── EXTRAIT CITÉ ──
Leur stratégie commune s’inscrit dans une optique globale de performances et de flexibilité pour maintenir le cap de la croissance dans un contexte difficile profondément impacté par la pandémie mais toujours aussi concurrentiel.

La concentration des richesses dans le monde est désormais comparable à celle qui prévalait au début du siècle dernier.

A l’instar des Onassis, Rockefeller et Rothschild qui ont bâti leur empire dans le transport maritime, les chemins de fer, les industries pétrolières et autres métiers de la finance, bravant guerres pandémies et cataclysme boursiers, les non moins illustres patrons des GAFAM qui se positionnent aujourd’hui en situation similaire d’oligopoles, comptent parmi les grands gagnants de la pandémie actuelle.

Avec la directive largement adoptée du télétravail, l’école à distance et les fermetures à tous crins des restaurants et commerces non-essentiels, les ventes en ligne ont littéralement explosé rendant le commerce électronique seule alternative de choix.

Très vite, l’engorgement sur ce créneau a pris place et conduit les deux mastodontes en titre du e-commerce Amazon et Ebay, à officialiser  l’ouverture de plusieurs dizaines de milliers de points de vente aux États-Unis et en Europe, pour venir en renfort à la fulgurante flambée des commandes reçues en ligne.

De plus en plus insatiables au seuil d’une récession qui s’installe, et tentant de s’adjuger à leur profit les effets intrusifs de la débâcle des marchés financiers et l’effondrement brutal des valeurs (-20%), ces rois de la High Tech à l’appétit de goulu ont réussi à rafler à tour de bras et au creux de la vague une bonne partie de leurs actions, pariant sur un prompt rebondissement des marchés qui propulserait leurs groupes au sommet des plus grosses capitalisations boursières du monde.

Les résultats et les chiffres sont pour le moins impressionnants : la capitalisation boursière de tous les GAFAM réunis avec Apple en tête,  a surpassé par 3 fois celle de l’ensemble du CAC 40, sans doute la meilleure performance réalisée au cours de la plus vaste crise économique et financière que le monde ait connue depuis les 150 dernières années.

Ce modèle économique de création de valeurs par la recherche de profit n’est pas sans rappeler aussi les retentissantes manœuvres spéculatives de certains pays du golfe dont l’Arabie saoudite, Abu Dhabi et le Qatar.

Dès le début de la pandémie, ces avatars des pétromonarchies dont rien ne semblait pouvoir calmer les ardeurs, ont tenu mordicus à diversifier leurs sources de revenus en incluant  dans leur liste de shopping les affaires les plus fragilisées ou proches de la faillite.
───
Répondez, s'il vous plaît, à ces questions sur l'extrait :
(a) Quels deux géants du commerce électronique ont officialisé l'ouverture de plusieurs dizaines de milliers de points de vente ?
(b) Quelle entreprise figure en tête de la capitalisation boursière des GAFAM réunis ?
(c) Quels pays du golfe sont nommés pour leurs manœuvres spéculatives ?
Les données n'entrent pas en jeu ici.
── DONNÉES D'ENTRÉE ──
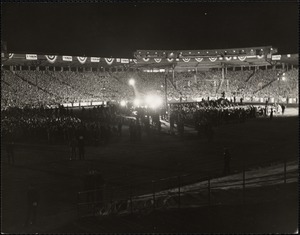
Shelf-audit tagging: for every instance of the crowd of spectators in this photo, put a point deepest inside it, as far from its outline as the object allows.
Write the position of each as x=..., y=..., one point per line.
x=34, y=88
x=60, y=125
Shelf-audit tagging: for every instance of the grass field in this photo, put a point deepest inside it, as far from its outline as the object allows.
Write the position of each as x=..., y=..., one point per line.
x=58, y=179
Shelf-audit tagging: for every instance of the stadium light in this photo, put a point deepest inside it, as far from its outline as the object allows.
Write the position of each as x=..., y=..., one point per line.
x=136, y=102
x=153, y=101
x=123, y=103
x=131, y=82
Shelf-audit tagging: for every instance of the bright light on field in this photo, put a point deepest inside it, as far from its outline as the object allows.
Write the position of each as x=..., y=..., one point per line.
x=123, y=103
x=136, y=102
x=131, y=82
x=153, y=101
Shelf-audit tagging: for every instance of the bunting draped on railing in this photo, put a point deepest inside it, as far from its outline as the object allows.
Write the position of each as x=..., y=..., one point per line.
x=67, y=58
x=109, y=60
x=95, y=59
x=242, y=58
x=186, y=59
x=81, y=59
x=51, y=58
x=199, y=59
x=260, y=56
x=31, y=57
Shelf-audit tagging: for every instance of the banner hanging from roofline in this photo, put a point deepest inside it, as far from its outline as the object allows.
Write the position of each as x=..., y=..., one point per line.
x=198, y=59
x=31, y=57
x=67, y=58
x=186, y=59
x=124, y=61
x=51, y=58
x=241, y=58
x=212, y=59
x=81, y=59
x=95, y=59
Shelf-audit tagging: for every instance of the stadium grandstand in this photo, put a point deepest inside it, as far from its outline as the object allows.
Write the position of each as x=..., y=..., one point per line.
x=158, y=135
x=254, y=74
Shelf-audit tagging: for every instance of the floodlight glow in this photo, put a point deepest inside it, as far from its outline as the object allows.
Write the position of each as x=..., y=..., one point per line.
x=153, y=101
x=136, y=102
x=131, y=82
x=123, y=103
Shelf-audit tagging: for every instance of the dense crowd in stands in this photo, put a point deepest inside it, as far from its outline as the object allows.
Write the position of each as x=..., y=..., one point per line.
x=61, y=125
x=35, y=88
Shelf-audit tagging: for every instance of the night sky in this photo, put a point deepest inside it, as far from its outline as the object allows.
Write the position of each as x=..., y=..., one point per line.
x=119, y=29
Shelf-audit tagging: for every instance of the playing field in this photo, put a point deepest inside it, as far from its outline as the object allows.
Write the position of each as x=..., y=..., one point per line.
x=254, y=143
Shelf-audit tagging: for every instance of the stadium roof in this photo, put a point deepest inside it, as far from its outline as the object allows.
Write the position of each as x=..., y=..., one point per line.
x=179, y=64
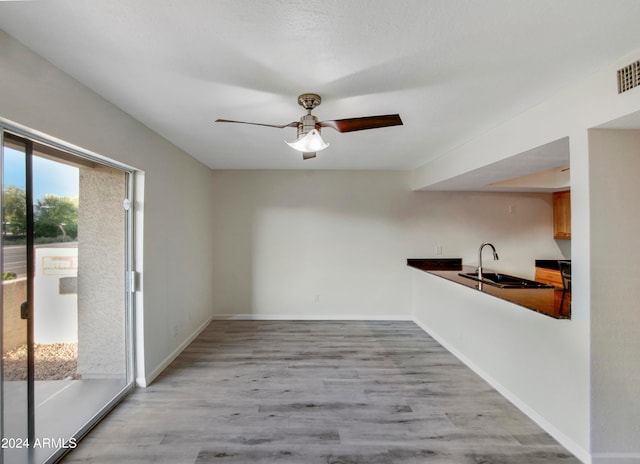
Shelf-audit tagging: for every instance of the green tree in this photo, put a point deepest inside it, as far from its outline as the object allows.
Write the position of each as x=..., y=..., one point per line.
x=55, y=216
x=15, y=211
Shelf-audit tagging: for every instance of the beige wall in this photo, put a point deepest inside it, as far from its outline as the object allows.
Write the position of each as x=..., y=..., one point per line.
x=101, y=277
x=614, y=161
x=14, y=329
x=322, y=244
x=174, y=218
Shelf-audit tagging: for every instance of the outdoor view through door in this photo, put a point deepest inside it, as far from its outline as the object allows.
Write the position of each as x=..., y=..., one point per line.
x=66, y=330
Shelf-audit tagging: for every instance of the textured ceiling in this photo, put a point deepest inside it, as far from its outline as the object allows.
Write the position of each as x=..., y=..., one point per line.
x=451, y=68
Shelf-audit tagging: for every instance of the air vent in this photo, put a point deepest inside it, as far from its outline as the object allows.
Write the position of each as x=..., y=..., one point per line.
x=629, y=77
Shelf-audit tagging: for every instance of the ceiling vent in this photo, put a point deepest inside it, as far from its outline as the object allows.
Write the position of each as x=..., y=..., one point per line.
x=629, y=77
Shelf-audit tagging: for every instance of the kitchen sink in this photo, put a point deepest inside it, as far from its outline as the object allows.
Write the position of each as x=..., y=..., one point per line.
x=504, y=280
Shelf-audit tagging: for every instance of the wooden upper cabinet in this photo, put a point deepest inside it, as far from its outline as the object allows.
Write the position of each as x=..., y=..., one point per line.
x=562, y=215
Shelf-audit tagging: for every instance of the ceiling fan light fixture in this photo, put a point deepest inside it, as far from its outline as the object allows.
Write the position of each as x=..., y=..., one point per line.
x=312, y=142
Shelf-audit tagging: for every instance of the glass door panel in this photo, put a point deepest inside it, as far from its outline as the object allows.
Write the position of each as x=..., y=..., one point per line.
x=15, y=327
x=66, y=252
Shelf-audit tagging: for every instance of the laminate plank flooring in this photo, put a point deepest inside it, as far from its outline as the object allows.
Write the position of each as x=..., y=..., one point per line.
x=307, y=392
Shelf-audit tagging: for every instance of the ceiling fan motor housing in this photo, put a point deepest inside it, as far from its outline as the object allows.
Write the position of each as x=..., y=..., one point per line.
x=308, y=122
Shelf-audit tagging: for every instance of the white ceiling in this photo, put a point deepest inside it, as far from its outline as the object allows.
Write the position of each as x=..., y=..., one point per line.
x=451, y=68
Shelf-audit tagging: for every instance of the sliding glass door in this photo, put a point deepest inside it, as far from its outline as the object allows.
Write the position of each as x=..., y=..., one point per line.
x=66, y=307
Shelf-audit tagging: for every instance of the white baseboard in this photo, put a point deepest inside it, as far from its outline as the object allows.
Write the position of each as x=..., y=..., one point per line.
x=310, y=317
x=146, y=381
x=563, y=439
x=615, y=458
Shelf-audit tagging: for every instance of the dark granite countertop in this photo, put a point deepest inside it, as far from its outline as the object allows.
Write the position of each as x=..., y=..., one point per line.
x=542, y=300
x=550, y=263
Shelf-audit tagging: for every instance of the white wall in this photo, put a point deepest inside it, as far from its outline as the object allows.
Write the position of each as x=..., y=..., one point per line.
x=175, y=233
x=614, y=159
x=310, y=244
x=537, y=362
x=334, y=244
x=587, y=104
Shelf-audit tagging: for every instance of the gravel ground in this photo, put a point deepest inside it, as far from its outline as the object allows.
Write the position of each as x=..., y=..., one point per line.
───
RÉPONSE RÉDIGÉE ->
(a) Amazon et Ebay.
(b) Apple.
(c) L'Arabie saoudite, Abu Dhabi et le Qatar.